**Task prompt**
State how many lines of the material below contain the string "herd", with case taken into account. Reply with the number alone.

**Available data**
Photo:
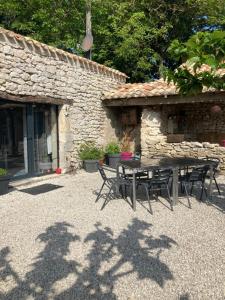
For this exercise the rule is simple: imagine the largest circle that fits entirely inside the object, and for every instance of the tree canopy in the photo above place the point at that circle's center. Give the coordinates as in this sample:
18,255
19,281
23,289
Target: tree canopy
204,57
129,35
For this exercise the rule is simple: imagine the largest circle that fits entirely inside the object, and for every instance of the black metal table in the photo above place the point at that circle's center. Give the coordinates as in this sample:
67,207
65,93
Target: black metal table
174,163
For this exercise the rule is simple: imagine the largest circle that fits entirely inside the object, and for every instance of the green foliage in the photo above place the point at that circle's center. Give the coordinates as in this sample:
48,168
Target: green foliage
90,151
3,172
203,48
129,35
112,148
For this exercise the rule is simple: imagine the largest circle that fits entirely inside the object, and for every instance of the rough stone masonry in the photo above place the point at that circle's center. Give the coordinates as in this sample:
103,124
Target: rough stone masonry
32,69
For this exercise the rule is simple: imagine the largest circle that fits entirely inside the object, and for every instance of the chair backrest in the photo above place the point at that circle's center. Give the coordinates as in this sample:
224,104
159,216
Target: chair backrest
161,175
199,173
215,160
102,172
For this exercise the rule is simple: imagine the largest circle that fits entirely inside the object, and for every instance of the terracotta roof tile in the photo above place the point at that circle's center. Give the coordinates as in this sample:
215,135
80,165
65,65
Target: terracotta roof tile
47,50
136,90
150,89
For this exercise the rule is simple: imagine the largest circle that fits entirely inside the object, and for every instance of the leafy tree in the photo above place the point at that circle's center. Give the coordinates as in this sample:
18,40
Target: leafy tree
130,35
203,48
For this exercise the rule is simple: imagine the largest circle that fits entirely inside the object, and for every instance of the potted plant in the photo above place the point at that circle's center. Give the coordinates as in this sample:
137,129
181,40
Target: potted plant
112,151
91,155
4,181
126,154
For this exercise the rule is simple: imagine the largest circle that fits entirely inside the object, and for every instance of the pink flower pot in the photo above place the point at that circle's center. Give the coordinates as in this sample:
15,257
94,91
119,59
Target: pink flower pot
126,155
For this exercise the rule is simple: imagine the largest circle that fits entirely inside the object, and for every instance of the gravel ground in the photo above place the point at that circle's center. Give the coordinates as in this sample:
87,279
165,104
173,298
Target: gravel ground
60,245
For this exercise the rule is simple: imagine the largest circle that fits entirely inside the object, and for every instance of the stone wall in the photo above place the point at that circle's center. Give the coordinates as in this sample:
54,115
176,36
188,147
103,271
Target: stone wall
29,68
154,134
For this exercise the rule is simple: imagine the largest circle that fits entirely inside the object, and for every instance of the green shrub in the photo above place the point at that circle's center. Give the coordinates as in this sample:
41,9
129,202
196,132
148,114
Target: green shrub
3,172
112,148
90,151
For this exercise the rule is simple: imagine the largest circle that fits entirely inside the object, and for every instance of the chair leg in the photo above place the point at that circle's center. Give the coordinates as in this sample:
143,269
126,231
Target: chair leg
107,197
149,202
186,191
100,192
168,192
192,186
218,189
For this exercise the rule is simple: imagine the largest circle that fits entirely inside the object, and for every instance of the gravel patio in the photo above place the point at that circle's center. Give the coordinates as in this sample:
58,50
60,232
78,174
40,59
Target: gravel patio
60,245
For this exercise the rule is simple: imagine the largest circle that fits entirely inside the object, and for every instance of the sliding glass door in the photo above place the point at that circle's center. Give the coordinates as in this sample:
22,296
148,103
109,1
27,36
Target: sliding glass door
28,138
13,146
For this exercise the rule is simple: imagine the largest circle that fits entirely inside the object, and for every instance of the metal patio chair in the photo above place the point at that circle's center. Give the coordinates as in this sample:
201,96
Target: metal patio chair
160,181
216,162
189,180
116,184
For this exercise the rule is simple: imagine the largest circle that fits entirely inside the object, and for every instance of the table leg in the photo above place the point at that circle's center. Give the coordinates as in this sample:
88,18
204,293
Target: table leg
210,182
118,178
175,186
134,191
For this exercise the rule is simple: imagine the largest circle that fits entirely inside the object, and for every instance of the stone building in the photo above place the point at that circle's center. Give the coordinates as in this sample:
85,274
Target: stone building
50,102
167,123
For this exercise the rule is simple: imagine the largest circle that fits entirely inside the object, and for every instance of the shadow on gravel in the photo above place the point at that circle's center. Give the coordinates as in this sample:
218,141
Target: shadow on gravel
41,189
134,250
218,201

* * *

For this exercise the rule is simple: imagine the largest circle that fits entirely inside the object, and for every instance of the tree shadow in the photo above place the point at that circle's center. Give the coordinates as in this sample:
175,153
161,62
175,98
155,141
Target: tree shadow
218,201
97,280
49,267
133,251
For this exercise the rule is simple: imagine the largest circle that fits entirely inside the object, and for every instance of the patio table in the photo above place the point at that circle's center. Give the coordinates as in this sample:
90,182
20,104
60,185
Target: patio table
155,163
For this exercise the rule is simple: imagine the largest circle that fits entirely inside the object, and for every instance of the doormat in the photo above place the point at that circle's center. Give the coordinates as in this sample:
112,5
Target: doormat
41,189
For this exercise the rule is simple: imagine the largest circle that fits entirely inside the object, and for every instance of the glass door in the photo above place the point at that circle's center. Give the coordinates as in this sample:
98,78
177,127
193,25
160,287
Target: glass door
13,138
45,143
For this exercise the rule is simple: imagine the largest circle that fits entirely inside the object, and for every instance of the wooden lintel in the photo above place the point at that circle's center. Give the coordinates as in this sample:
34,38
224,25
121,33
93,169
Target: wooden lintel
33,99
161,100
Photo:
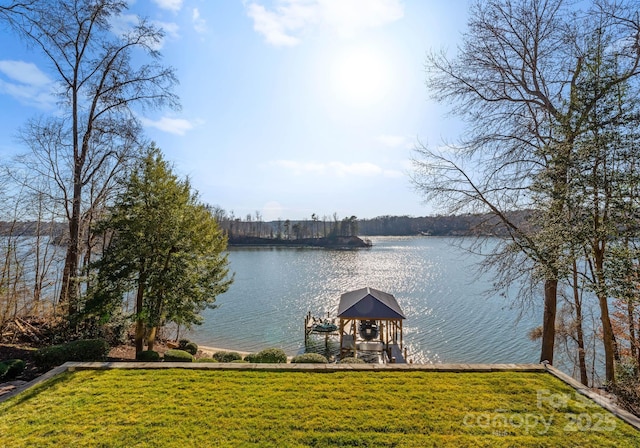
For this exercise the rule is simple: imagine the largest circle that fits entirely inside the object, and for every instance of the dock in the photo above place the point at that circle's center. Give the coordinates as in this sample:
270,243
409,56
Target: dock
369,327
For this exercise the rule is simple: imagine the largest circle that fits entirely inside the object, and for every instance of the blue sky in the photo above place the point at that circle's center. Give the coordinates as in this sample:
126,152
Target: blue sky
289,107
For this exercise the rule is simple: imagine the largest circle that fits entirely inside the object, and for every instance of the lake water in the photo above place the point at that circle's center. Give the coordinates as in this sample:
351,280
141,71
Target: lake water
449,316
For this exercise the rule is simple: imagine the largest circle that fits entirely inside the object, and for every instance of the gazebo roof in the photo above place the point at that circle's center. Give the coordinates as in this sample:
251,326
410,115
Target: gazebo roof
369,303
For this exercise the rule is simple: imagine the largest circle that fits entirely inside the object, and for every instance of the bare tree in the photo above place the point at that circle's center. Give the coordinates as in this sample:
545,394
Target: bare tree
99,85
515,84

==

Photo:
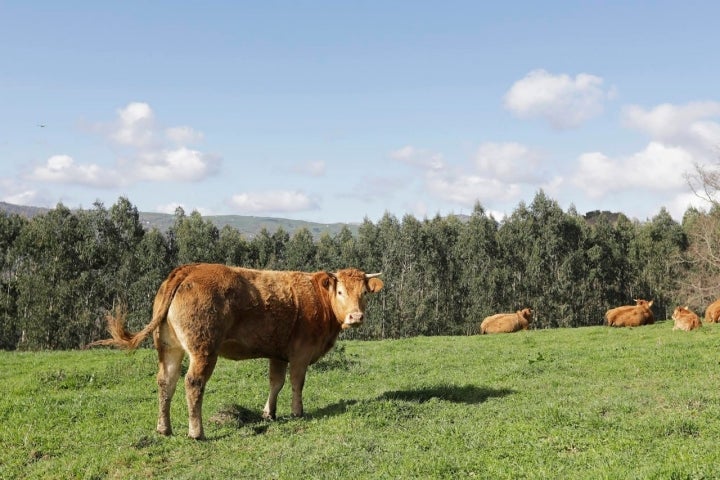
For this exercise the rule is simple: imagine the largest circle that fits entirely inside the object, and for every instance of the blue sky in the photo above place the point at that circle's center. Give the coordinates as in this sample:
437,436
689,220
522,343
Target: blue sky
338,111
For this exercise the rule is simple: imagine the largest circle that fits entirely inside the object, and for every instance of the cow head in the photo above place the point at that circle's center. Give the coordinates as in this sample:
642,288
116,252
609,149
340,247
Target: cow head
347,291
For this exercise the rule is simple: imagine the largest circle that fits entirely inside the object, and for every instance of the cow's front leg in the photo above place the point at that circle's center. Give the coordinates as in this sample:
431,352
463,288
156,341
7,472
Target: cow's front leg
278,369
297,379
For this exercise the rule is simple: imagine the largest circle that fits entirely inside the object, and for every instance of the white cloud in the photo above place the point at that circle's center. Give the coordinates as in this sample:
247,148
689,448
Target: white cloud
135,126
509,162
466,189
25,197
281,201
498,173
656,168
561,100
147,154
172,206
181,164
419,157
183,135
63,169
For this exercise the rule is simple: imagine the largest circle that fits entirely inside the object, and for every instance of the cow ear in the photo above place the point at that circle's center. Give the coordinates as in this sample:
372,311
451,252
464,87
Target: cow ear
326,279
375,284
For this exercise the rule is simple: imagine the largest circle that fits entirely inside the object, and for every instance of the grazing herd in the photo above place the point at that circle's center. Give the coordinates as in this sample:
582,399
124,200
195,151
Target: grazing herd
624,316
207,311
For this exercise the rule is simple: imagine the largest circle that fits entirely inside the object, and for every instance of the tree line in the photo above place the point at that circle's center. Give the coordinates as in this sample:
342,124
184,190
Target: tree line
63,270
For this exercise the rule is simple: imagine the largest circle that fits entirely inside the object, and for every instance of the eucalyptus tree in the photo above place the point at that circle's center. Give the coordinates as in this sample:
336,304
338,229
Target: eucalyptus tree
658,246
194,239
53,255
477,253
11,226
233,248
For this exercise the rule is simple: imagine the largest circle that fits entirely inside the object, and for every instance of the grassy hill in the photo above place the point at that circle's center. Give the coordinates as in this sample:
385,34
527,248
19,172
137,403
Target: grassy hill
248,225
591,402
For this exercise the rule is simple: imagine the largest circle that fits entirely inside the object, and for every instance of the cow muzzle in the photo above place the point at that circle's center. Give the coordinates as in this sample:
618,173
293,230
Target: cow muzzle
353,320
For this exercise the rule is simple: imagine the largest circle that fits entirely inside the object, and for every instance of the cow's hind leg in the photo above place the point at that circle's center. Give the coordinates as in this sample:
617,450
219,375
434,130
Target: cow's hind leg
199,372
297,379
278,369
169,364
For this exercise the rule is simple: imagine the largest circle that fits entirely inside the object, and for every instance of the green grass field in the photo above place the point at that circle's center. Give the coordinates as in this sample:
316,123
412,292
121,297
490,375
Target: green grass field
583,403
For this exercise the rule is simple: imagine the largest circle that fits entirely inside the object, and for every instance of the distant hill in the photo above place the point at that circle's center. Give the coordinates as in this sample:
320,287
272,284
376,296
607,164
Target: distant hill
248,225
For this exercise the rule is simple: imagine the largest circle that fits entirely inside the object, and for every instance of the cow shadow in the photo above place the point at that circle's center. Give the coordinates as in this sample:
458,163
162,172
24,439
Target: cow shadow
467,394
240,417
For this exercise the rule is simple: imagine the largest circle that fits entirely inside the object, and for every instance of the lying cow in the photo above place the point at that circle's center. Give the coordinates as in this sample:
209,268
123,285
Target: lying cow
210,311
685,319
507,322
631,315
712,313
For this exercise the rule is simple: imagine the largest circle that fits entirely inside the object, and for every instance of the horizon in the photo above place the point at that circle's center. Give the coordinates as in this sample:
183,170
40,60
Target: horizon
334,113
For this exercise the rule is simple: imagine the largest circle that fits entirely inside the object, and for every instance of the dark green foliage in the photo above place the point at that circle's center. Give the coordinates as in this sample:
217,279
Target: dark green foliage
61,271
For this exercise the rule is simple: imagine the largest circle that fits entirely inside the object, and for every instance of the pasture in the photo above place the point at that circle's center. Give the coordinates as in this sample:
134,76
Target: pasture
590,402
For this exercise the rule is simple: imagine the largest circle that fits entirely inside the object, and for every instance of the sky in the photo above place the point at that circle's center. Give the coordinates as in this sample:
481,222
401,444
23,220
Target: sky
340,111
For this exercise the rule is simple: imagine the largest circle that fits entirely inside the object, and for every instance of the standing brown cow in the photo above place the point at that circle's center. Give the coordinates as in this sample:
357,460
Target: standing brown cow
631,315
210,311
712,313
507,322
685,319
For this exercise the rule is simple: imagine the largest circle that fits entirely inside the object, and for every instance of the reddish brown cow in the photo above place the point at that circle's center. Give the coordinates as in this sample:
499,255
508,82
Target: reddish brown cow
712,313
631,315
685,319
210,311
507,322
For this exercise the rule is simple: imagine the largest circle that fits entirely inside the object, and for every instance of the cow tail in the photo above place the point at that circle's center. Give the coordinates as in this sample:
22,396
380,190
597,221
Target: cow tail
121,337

**Task output**
2